• Information supplied
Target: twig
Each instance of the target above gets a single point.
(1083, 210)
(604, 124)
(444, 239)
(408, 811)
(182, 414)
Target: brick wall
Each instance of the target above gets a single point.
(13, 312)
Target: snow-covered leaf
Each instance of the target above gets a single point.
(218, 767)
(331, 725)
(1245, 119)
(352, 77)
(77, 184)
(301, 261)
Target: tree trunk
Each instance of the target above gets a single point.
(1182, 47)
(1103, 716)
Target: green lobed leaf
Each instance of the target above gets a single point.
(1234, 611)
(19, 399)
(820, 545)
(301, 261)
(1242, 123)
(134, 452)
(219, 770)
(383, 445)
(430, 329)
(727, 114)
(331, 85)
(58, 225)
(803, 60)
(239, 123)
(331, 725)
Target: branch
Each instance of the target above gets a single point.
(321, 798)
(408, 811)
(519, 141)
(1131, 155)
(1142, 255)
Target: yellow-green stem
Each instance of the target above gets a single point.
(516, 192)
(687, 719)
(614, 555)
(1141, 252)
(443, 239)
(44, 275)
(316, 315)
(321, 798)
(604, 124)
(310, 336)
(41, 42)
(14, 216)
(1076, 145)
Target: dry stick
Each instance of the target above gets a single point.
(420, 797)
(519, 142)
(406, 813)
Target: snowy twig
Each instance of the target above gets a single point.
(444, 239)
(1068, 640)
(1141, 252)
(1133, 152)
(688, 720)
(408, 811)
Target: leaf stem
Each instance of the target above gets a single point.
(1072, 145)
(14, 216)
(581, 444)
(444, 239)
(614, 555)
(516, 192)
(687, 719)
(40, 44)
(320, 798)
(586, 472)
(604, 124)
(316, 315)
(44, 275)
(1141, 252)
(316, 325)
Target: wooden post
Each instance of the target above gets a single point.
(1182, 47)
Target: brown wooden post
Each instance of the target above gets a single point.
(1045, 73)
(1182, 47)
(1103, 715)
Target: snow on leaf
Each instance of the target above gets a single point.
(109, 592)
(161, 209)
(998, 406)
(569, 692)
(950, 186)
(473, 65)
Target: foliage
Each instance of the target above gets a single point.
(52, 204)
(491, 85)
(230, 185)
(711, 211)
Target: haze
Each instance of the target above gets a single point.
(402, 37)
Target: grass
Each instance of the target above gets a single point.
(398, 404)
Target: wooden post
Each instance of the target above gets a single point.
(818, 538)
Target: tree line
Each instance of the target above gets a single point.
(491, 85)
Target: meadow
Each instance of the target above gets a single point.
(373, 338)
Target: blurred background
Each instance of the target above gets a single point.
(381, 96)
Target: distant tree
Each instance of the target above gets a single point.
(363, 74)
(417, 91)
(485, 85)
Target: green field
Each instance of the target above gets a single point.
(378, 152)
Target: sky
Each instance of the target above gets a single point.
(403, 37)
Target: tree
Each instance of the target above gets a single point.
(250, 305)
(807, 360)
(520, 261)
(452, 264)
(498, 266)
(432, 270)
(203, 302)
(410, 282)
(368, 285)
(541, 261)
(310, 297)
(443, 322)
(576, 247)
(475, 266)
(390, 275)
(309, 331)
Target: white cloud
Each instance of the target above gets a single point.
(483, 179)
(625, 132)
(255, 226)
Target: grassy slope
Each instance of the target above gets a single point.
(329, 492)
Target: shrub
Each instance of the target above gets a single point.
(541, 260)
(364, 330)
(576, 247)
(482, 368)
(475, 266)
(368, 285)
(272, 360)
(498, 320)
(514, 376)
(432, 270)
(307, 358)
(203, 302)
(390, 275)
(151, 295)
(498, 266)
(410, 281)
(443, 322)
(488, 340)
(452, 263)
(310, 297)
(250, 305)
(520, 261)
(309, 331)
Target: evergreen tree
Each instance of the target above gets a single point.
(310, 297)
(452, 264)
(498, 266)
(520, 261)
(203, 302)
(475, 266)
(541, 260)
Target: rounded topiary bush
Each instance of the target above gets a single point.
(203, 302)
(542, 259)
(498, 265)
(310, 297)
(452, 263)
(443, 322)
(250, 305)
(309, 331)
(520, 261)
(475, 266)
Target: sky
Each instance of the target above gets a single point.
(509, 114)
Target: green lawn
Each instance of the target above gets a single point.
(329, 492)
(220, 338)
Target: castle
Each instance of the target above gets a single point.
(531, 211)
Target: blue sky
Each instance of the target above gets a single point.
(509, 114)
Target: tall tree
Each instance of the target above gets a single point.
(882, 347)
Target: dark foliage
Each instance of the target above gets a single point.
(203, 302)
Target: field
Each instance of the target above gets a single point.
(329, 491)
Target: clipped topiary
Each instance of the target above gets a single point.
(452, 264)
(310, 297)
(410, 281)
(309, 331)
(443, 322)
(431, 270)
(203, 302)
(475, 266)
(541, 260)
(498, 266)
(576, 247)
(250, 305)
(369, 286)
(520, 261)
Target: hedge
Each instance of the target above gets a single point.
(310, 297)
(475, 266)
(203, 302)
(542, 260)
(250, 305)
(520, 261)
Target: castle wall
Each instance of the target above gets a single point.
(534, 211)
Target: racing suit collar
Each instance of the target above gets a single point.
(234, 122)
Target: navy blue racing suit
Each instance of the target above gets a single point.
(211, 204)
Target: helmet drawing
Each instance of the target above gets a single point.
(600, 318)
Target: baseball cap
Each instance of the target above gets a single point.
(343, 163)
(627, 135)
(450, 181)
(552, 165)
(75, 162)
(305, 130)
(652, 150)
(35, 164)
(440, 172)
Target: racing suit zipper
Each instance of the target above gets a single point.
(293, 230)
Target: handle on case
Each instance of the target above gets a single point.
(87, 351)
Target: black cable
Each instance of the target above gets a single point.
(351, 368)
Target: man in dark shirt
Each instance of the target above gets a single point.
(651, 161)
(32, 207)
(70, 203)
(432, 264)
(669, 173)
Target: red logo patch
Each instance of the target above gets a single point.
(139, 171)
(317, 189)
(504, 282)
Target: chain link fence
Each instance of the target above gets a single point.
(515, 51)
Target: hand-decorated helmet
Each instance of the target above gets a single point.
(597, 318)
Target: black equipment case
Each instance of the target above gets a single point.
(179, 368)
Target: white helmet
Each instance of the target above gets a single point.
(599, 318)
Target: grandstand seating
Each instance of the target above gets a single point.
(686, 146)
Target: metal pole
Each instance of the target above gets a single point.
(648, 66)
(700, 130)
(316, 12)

• Work to complete
Your answer must be the lines from the first line of the records through the line containing "Target: yellow-green stem", copied exactly.

• Answer box
Target: twig
Each instance of the target above gets a single point.
(1083, 210)
(604, 124)
(444, 239)
(408, 811)
(182, 414)
Target: brick wall
Each instance of the target above gets a single point.
(13, 312)
Target: snow-covered leaf
Each instance of the target above gets a single point.
(218, 767)
(331, 725)
(1245, 119)
(352, 77)
(77, 184)
(301, 261)
Target: tree trunk
Each instance of the target above gets a single point.
(1182, 47)
(1103, 716)
Target: green lobed leaf
Each instance of the target above gets a single point.
(1234, 611)
(19, 399)
(820, 545)
(301, 261)
(1242, 123)
(134, 452)
(219, 770)
(383, 445)
(430, 329)
(727, 114)
(331, 85)
(58, 225)
(803, 60)
(239, 123)
(331, 725)
Target: branch
Each instance of the target above gets a single point.
(321, 798)
(408, 811)
(519, 141)
(1131, 155)
(1142, 255)
Target: yellow-green stem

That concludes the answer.